YOUR ASSIGNMENT: Please transcribe the passage about the grandfather and driving, starting with "The obvious answer" and going on through "read all day.".

GIVEN PASSAGE:
My grandfather is slowing down quite a bit and has trouble getting around. He walks with a cane and, sometimes, a walker, and generally has trouble with his legs. My mother and I have talked to him repeatedly about giving up driving, but (unsurprisingly) he refuses. He says he’s perfectly fine to drive and to stop bothering him about it. He mostly drives locally – grocery store, doctor’s appointments, and church – but occasionally will drive the ninety minutes up and back to my mother’s house. This understandably makes me very nervous, but I’m at a loss as to how he will function without a car.
The obvious answer is to move him up into my mother’s house, which my mother is willing to do, but the issue there is he has a lot of friends where he lives currently. He’s very socially active, going to church, club events, playing pool, going out to eat, etc., and I think it’s extremely important at his age for him to keep busy and social and to have things to do and to look forward to. If he moved in with my mother, he would lose all of that and would probably just sit around the house and read all day.
He is not technologically advanced at all, so having him use something like Uber or TaskRabbit isn’t really an option. He could get groceries delivered to him, but he would have to work with my mother or me every time to put an order in online, which isn’t very practical. He also doesn’t hear very well, so having a conversation on the phone is extremely difficult (which, in turn, would make coordinating things like grocery buying online very hard). And while he lives in the suburbs, it’s pretty rural as far as suburbs go, so there isn’t any public transportation. And we can’t just take away his keys without figuring out how he’s going to get around to do the things he needs to do, especially medical appointments, which he has probably once a week.

Annotated photo localization data:
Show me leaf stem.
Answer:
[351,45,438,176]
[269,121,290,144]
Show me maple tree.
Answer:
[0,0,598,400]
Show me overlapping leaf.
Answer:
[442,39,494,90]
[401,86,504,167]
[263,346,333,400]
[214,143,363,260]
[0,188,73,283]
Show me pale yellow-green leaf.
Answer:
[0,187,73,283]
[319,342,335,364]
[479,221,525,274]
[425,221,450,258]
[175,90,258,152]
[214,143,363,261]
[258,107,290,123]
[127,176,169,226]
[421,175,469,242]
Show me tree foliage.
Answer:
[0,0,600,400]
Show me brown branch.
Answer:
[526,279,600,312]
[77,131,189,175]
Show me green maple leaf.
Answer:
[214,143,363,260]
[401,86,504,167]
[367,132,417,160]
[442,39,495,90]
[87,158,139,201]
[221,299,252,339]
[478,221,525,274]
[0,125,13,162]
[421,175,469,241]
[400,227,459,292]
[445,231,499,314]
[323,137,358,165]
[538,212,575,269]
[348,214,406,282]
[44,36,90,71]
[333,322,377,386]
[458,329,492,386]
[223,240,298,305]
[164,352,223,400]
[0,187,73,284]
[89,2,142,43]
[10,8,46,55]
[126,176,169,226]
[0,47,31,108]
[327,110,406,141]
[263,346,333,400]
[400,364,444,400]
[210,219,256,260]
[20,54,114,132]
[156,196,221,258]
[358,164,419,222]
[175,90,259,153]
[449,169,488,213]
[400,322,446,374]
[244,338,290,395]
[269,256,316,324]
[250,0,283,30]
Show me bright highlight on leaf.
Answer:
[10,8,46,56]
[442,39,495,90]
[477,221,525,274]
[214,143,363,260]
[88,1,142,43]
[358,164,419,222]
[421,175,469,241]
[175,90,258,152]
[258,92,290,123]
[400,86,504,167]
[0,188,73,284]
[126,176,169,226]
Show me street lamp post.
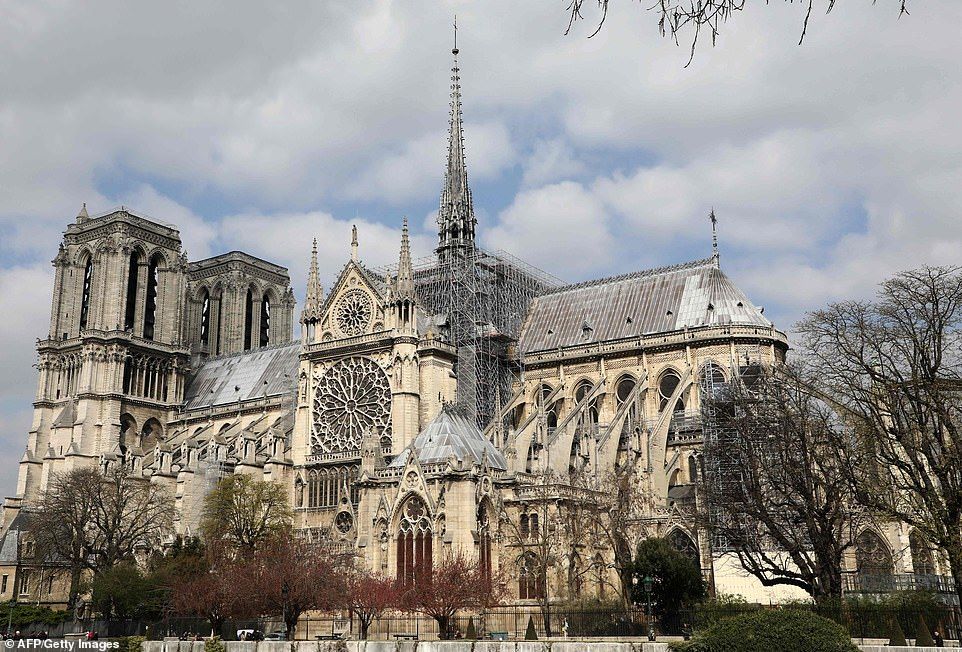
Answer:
[642,575,655,641]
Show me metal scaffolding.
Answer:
[380,247,562,428]
[699,351,768,552]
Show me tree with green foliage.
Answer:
[201,474,293,552]
[672,609,858,652]
[631,538,705,619]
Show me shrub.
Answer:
[0,601,73,629]
[204,636,227,652]
[915,614,935,647]
[672,609,858,652]
[116,636,147,652]
[889,616,908,645]
[464,616,478,641]
[524,616,538,641]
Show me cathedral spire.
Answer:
[301,238,324,323]
[437,22,477,257]
[397,217,414,299]
[708,211,719,267]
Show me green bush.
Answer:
[524,616,538,641]
[115,636,147,652]
[204,636,227,652]
[889,618,908,645]
[672,609,858,652]
[0,601,72,629]
[915,614,935,647]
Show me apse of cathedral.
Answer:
[5,43,787,599]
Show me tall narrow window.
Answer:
[244,290,254,351]
[261,295,271,346]
[518,552,545,600]
[200,290,210,346]
[124,251,140,331]
[478,502,491,582]
[80,258,94,330]
[144,256,160,340]
[397,496,434,586]
[214,293,224,355]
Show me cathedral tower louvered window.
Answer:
[80,258,94,330]
[124,251,140,330]
[144,255,160,340]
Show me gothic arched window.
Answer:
[244,288,254,351]
[397,496,434,586]
[855,530,893,590]
[478,499,492,580]
[658,369,685,412]
[144,254,160,340]
[80,257,94,330]
[200,289,210,346]
[124,251,140,331]
[518,552,545,600]
[666,529,701,568]
[260,295,271,346]
[909,530,935,576]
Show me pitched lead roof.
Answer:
[519,258,771,353]
[389,407,508,471]
[184,341,301,410]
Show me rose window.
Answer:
[334,512,354,534]
[311,357,391,455]
[335,289,374,336]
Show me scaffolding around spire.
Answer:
[437,36,477,258]
[708,206,719,267]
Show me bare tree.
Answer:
[699,365,860,601]
[403,551,505,639]
[29,469,102,609]
[91,467,174,568]
[344,569,402,640]
[799,267,962,598]
[565,0,909,63]
[230,531,345,640]
[201,474,292,552]
[30,467,173,607]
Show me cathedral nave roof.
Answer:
[519,258,772,353]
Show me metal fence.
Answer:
[19,602,962,640]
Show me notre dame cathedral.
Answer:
[0,50,928,603]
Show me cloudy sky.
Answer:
[0,0,962,495]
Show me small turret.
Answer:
[301,238,324,344]
[391,217,417,334]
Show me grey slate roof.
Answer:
[519,258,771,353]
[184,341,301,410]
[388,407,508,471]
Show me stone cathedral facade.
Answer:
[0,51,932,603]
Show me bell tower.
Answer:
[17,205,188,502]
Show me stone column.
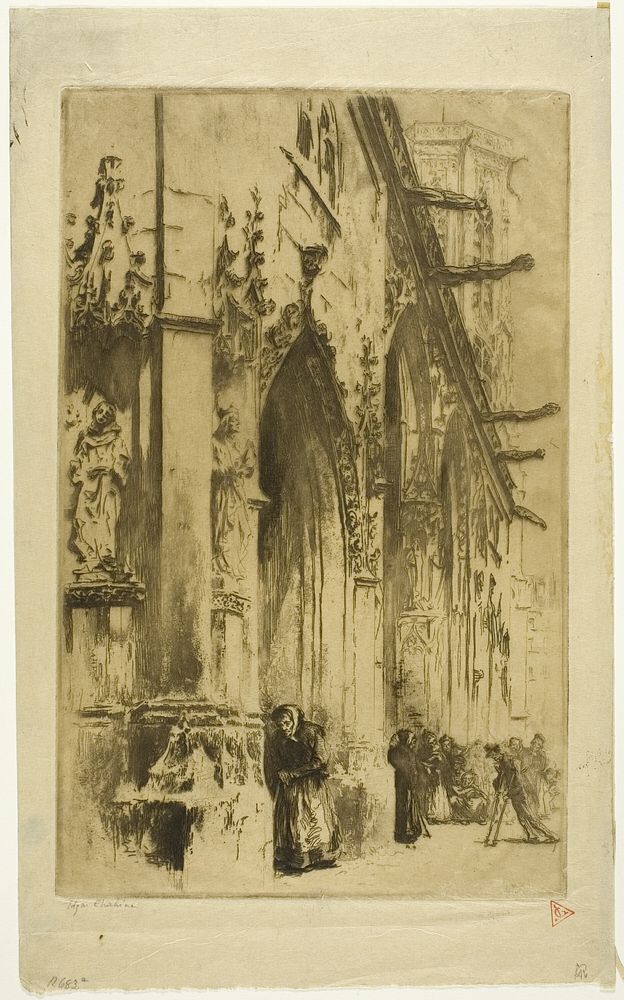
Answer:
[64,581,145,711]
[160,316,216,700]
[353,577,377,743]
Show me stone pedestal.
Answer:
[212,589,251,711]
[160,317,216,699]
[64,581,145,711]
[353,577,378,744]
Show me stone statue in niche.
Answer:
[70,400,131,581]
[212,406,256,586]
[403,502,443,611]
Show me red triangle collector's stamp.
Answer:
[550,899,574,927]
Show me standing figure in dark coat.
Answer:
[265,705,342,872]
[388,729,430,844]
[485,743,559,847]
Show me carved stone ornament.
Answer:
[213,187,275,368]
[211,406,256,586]
[69,400,131,582]
[66,156,152,336]
[260,301,303,392]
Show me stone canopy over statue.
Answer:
[212,406,256,587]
[70,400,130,581]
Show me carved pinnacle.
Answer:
[429,253,535,288]
[514,504,548,531]
[481,403,561,424]
[405,187,486,212]
[496,448,546,462]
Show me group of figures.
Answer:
[388,729,558,847]
[265,705,559,873]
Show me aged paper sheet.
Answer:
[12,10,614,992]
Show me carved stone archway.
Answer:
[259,323,362,740]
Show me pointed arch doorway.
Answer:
[258,324,349,740]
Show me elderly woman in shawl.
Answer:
[265,705,342,872]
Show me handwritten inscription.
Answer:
[46,976,87,990]
[67,899,136,917]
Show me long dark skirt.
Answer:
[394,774,424,844]
[273,775,342,870]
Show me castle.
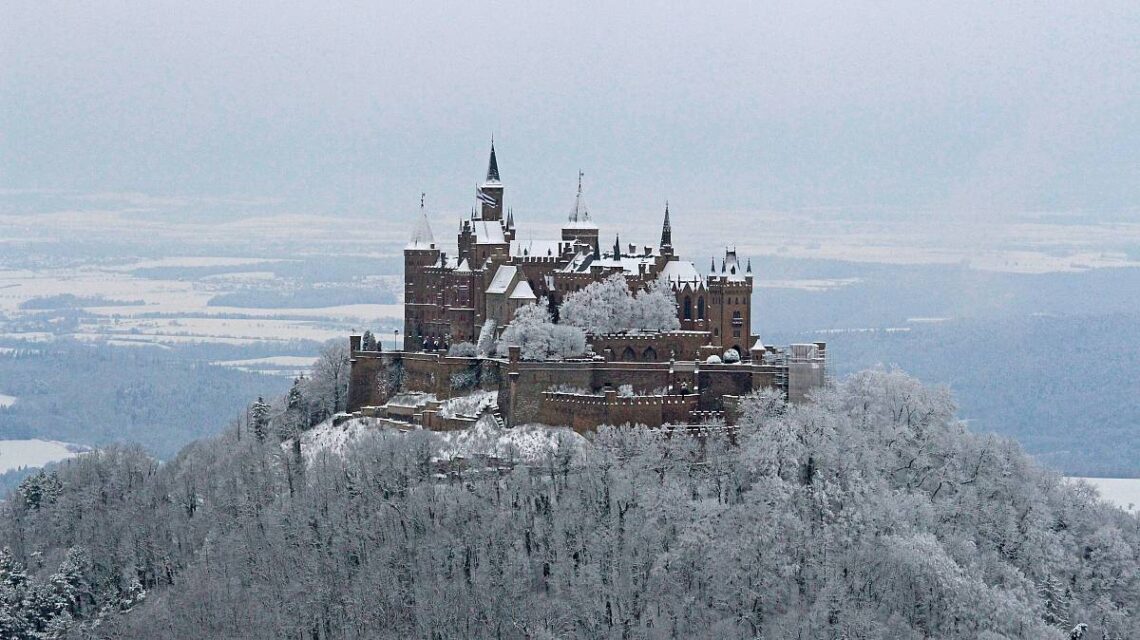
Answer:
[349,143,827,429]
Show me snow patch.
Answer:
[437,416,588,462]
[0,439,89,473]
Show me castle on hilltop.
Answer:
[349,143,827,430]
[404,144,757,362]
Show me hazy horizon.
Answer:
[0,2,1140,222]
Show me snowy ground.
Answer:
[428,419,588,462]
[291,418,588,462]
[210,356,317,376]
[1074,478,1140,513]
[0,440,86,473]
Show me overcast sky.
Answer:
[0,0,1140,224]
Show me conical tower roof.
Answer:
[486,139,500,185]
[405,194,435,249]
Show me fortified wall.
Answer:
[349,337,825,431]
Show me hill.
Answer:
[0,370,1140,640]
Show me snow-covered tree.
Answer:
[249,396,269,441]
[498,300,586,360]
[360,331,376,351]
[475,318,496,357]
[560,274,681,334]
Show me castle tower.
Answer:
[475,139,503,221]
[661,201,674,259]
[708,249,752,357]
[404,194,440,351]
[562,171,599,256]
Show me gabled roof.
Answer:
[720,249,744,282]
[511,240,562,257]
[660,260,705,289]
[511,280,538,300]
[472,220,506,244]
[487,265,519,293]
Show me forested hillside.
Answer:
[0,371,1140,640]
[766,309,1140,478]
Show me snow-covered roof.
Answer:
[562,218,597,229]
[511,280,538,300]
[511,240,562,257]
[473,220,506,244]
[405,205,435,249]
[720,250,746,282]
[661,260,705,289]
[562,252,594,274]
[487,265,519,293]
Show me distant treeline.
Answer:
[0,340,291,459]
[207,285,397,309]
[19,293,145,310]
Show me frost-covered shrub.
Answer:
[360,331,378,351]
[447,342,478,358]
[451,368,479,389]
[559,274,681,334]
[498,300,586,360]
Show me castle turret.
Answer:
[562,171,599,254]
[661,201,673,257]
[475,140,503,221]
[404,194,440,350]
[708,249,752,356]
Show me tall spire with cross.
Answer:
[569,169,589,222]
[487,136,499,184]
[406,193,435,249]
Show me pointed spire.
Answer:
[487,136,499,183]
[406,193,435,249]
[661,200,673,249]
[569,169,589,222]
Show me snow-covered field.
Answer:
[1074,478,1140,513]
[0,440,86,473]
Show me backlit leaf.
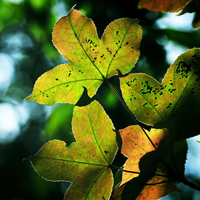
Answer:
[139,0,191,12]
[111,171,181,200]
[30,101,117,200]
[119,126,164,184]
[112,126,182,200]
[25,9,142,105]
[120,48,200,140]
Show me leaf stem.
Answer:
[110,165,171,178]
[104,79,157,149]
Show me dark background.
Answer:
[0,0,200,200]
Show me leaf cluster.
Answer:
[26,5,200,200]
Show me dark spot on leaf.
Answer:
[104,150,109,155]
[190,88,195,94]
[168,89,176,93]
[142,103,148,108]
[106,47,112,54]
[167,103,172,108]
[126,81,131,86]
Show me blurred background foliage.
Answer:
[0,0,200,200]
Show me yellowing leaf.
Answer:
[115,125,183,200]
[139,0,191,12]
[30,101,117,200]
[120,48,200,140]
[119,126,165,184]
[25,9,142,105]
[111,171,181,200]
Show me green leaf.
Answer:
[30,101,118,200]
[25,9,142,105]
[120,48,200,140]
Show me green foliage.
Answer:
[26,9,200,200]
[26,10,142,105]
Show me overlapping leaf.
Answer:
[139,0,191,12]
[119,126,165,184]
[26,9,142,105]
[30,101,117,200]
[120,48,200,140]
[112,126,183,200]
[111,171,181,200]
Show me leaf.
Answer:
[112,125,182,200]
[120,48,200,140]
[111,171,181,200]
[138,0,191,12]
[119,125,164,184]
[159,140,188,178]
[25,9,142,105]
[30,101,117,200]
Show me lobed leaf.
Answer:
[111,171,181,200]
[120,48,200,140]
[30,101,117,200]
[119,125,165,184]
[138,0,191,12]
[25,9,142,105]
[111,125,183,200]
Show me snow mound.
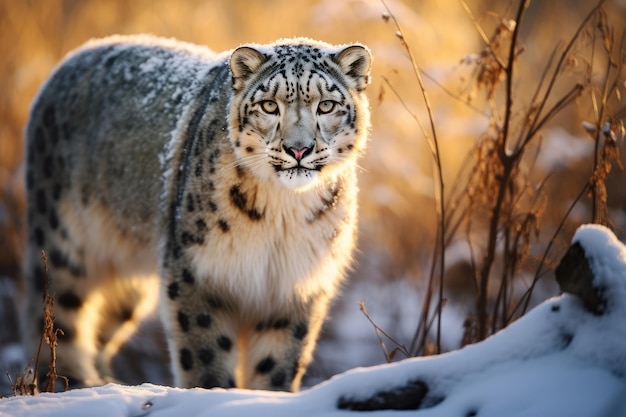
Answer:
[0,225,626,417]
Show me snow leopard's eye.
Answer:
[260,100,278,114]
[317,100,337,114]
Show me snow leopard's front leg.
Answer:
[161,266,238,388]
[244,293,329,392]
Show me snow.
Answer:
[0,225,626,417]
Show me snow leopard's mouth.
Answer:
[274,165,323,175]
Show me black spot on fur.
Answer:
[167,281,180,300]
[48,208,59,230]
[179,348,193,371]
[43,155,54,178]
[270,370,287,388]
[217,219,230,233]
[293,322,309,340]
[54,318,76,343]
[198,348,215,365]
[33,126,46,155]
[200,374,220,389]
[196,219,209,235]
[180,232,204,246]
[26,168,35,190]
[176,311,189,332]
[182,268,196,284]
[33,227,46,247]
[33,265,46,293]
[230,185,262,221]
[52,184,61,201]
[230,185,248,212]
[206,295,226,310]
[272,318,289,330]
[247,208,263,220]
[119,307,133,323]
[35,189,48,214]
[255,356,276,375]
[217,335,233,352]
[48,249,68,268]
[57,291,83,310]
[196,313,213,329]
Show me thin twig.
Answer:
[381,0,446,352]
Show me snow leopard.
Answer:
[23,35,372,391]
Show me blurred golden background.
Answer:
[0,0,626,388]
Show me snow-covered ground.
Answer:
[0,226,626,417]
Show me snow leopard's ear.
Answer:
[230,46,267,91]
[334,44,372,91]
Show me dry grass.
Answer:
[361,0,626,361]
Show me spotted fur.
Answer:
[24,37,371,391]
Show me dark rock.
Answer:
[555,242,606,315]
[337,381,432,411]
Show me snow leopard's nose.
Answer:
[283,145,313,162]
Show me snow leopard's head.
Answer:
[230,38,372,189]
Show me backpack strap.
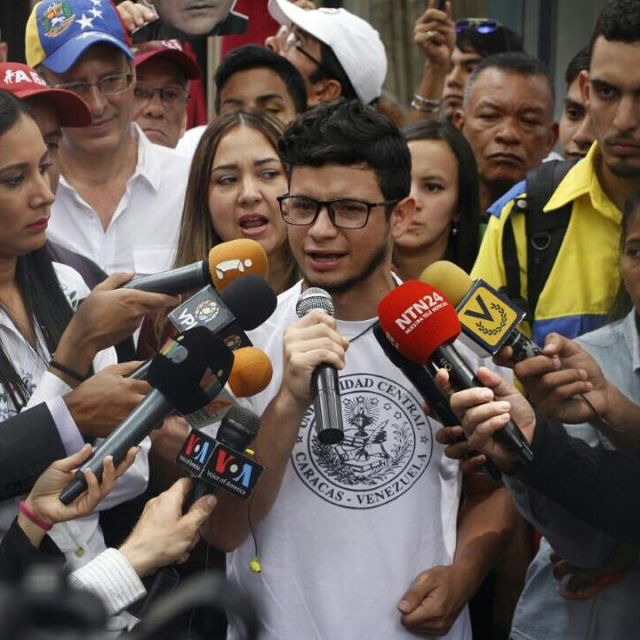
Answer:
[502,160,575,322]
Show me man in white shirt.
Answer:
[203,101,514,640]
[26,0,189,274]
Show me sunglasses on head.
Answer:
[456,18,502,34]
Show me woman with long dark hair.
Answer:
[393,121,480,279]
[138,111,298,358]
[0,91,152,624]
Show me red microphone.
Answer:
[378,280,533,464]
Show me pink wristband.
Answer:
[20,500,53,531]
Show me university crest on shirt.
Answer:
[292,374,433,509]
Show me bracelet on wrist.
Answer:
[49,358,87,382]
[19,500,53,531]
[411,93,442,113]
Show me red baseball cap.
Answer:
[0,62,93,127]
[133,40,201,80]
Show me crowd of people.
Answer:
[0,0,640,640]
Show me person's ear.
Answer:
[578,69,591,109]
[389,196,416,240]
[546,122,560,155]
[451,109,464,131]
[308,78,342,107]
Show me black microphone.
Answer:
[373,322,502,482]
[378,280,533,464]
[296,287,344,444]
[176,405,262,512]
[122,238,269,294]
[60,327,233,504]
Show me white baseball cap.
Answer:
[268,0,387,104]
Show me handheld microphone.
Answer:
[176,405,263,511]
[122,238,269,294]
[378,280,533,464]
[373,322,502,482]
[296,287,344,444]
[185,347,273,429]
[128,275,278,380]
[420,260,542,362]
[168,274,278,349]
[60,327,233,504]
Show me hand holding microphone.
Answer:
[436,367,536,471]
[124,238,269,294]
[60,327,233,504]
[378,280,533,464]
[296,287,344,444]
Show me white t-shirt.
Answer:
[47,126,190,275]
[227,283,471,640]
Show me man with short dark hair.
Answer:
[203,100,514,640]
[453,53,558,211]
[25,0,189,274]
[472,0,640,344]
[214,44,307,124]
[133,40,200,149]
[410,0,523,121]
[177,44,307,157]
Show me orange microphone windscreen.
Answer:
[227,347,273,398]
[209,238,269,291]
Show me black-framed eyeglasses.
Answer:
[284,31,333,77]
[456,18,502,35]
[133,80,189,105]
[277,194,399,229]
[53,71,133,100]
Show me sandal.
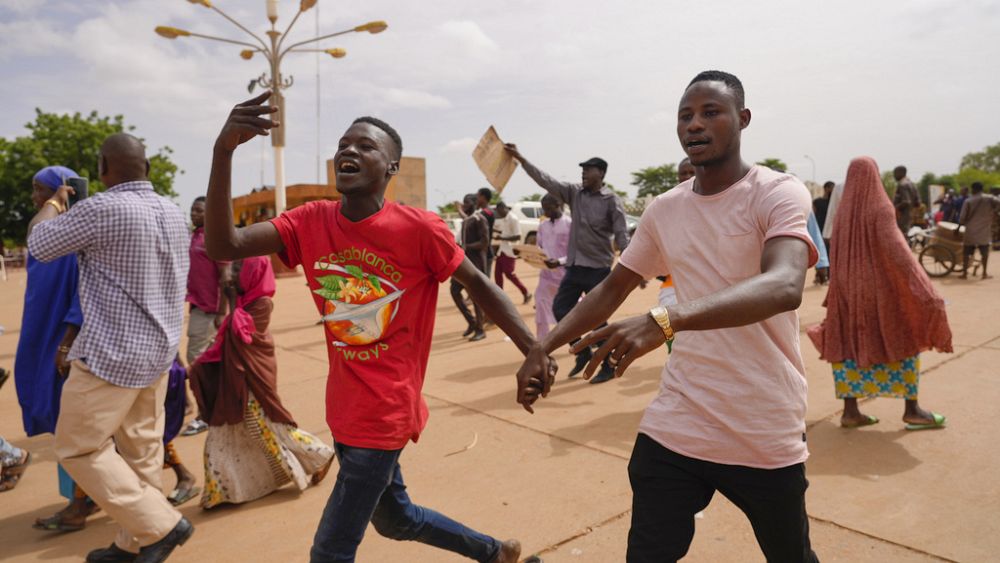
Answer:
[0,450,31,493]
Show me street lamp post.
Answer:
[803,154,816,183]
[155,0,389,214]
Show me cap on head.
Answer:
[580,156,608,174]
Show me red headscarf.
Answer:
[809,157,952,367]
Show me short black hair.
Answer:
[687,70,746,109]
[351,115,403,160]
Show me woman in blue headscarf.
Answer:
[14,166,97,531]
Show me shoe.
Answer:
[87,544,139,563]
[490,540,521,563]
[590,362,615,385]
[181,418,208,436]
[134,516,194,563]
[569,348,594,377]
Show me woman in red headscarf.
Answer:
[190,256,333,508]
[809,157,952,430]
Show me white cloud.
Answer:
[378,88,451,109]
[439,137,479,154]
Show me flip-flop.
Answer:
[906,412,948,430]
[167,487,201,506]
[0,450,31,493]
[840,414,878,428]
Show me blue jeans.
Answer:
[310,444,500,563]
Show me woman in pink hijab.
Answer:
[809,157,952,430]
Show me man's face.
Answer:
[677,81,750,166]
[191,201,205,229]
[333,123,399,195]
[580,166,604,189]
[31,181,55,209]
[677,160,694,182]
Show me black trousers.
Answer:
[627,434,819,563]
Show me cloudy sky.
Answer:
[0,0,1000,214]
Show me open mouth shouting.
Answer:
[684,137,709,156]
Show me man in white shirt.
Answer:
[493,201,531,305]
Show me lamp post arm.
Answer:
[189,31,267,50]
[278,29,354,59]
[209,4,267,53]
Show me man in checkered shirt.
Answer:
[28,133,194,562]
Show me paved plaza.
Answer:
[0,264,1000,563]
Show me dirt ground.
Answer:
[0,264,1000,562]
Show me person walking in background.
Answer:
[493,201,531,305]
[808,157,952,430]
[191,256,333,509]
[181,196,229,436]
[505,143,629,384]
[450,194,490,342]
[28,133,194,563]
[535,194,572,340]
[14,166,100,532]
[955,182,1000,280]
[892,166,920,240]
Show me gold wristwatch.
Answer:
[649,307,674,342]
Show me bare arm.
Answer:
[452,258,556,412]
[205,92,285,260]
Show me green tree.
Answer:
[757,158,788,172]
[0,109,183,244]
[958,143,1000,173]
[632,164,677,197]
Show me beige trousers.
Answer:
[55,361,181,553]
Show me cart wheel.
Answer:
[920,244,955,278]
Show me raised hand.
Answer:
[572,315,665,379]
[215,90,280,152]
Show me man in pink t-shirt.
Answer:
[205,92,554,563]
[519,71,816,563]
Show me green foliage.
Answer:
[632,164,677,197]
[958,143,1000,172]
[0,109,183,244]
[757,158,788,172]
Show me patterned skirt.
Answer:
[201,393,333,509]
[833,356,920,400]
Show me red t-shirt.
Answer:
[271,201,465,450]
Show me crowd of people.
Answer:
[0,67,998,563]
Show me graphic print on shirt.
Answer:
[313,248,406,354]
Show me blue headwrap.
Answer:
[33,166,80,191]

ANSWER BOX:
The obvious answer is to move him up into my mother’s house, which my mother is willing to do, but the issue there is he has a lot of friends where he lives currently. He’s very socially active, going to church, club events, playing pool, going out to eat, etc., and I think it’s extremely important at his age for him to keep busy and social and to have things to do and to look forward to. If he moved in with my mother, he would lose all of that and would probably just sit around the house and read all day.